■ **PROMPT**
Give back the line where "[[191, 402], [506, 20]]" appears and all the lines after it until the listing ends, unchanged and with nothing else.

■ **MATERIAL FOR THE TASK**
****
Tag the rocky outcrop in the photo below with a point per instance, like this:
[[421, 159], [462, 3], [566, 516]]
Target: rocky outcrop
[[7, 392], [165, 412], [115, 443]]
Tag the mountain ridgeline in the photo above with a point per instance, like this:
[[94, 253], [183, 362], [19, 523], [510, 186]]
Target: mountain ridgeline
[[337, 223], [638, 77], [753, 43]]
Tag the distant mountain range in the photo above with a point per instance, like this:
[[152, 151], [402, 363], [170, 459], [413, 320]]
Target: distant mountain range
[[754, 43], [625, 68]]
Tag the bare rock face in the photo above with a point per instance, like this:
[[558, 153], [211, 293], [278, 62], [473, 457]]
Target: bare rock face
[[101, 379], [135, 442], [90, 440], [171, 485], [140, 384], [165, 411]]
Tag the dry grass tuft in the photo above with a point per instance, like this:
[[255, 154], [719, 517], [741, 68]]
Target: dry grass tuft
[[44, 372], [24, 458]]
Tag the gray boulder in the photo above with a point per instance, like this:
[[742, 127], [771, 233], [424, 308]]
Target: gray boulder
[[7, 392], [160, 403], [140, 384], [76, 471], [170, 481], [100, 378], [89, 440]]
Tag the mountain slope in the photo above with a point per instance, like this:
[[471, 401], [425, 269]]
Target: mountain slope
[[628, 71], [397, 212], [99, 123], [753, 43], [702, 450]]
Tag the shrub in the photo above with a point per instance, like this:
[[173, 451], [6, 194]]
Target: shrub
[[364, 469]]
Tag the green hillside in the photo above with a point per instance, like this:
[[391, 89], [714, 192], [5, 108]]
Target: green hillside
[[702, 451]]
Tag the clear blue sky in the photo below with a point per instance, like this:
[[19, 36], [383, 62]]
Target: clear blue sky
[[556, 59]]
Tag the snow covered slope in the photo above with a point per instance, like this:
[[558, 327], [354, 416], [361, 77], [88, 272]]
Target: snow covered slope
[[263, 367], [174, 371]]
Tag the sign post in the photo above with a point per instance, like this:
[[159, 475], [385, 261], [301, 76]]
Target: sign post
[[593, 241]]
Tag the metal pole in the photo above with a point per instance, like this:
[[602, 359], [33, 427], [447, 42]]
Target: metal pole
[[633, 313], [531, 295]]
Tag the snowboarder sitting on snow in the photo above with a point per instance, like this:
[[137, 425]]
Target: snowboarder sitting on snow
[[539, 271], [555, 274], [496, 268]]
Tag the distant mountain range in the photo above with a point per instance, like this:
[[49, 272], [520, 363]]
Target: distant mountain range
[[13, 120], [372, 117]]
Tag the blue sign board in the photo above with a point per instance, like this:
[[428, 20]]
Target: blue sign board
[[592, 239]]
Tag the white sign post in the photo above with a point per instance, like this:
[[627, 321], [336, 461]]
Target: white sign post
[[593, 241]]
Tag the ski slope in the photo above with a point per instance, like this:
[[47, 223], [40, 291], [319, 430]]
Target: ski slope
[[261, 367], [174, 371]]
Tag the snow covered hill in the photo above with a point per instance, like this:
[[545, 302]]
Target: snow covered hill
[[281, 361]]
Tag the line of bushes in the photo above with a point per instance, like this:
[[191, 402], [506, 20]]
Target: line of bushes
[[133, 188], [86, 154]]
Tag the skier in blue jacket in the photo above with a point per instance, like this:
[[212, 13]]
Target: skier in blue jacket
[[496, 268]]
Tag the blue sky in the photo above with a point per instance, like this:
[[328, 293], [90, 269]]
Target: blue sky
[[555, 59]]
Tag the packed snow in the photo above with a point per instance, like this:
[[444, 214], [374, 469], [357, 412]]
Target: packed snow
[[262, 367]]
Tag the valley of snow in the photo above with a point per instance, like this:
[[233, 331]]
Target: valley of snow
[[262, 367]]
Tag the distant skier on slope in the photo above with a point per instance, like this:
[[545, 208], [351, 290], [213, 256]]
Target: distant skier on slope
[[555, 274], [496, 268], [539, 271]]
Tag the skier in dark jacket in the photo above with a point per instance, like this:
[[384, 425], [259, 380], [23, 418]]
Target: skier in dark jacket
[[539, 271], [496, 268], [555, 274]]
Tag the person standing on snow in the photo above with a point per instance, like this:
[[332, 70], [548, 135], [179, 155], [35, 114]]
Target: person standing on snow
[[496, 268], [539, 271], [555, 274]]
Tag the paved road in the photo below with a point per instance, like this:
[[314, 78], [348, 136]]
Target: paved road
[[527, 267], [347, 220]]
****
■ **RESPONSE TO THIS EXERCISE**
[[191, 402], [506, 20]]
Target: line of bushes
[[133, 188], [86, 154]]
Tag the skier in blue jacket in the photo above with a point per instance, like this:
[[212, 13]]
Target: skier in blue jacket
[[496, 268]]
Tag the blue sky in the photo above with a point per instance, like this:
[[328, 293], [90, 269]]
Target: blue sky
[[555, 59]]
Tag the packed snow in the photo above with a point per instance, like this:
[[444, 214], [374, 469], [357, 412]]
Target: packed snow
[[262, 367]]
Tag the valley of snow in the photo above with a point per instance, like this:
[[233, 331]]
Target: valley of snow
[[262, 367]]
Tag the distant skier on slope in the photo above with a point per instance, like this:
[[545, 208], [351, 290], [213, 256]]
Target: distant skier on slope
[[555, 274], [496, 268], [539, 271]]
Tag the skier in dark jacket in the photo above with a point per instance, like this:
[[384, 425], [259, 380], [23, 418]]
Target: skier in dark jacket
[[539, 271], [496, 268], [555, 274]]
Tag the person standing on snow in the photo above with a point per instance, like this:
[[332, 70], [548, 135], [179, 155], [35, 114]]
Target: person standing on snow
[[496, 268], [539, 271], [555, 274]]
Tag the paved road in the photo below with a point per instance, like this:
[[314, 78], [348, 136]]
Target: paved road
[[527, 267], [347, 220]]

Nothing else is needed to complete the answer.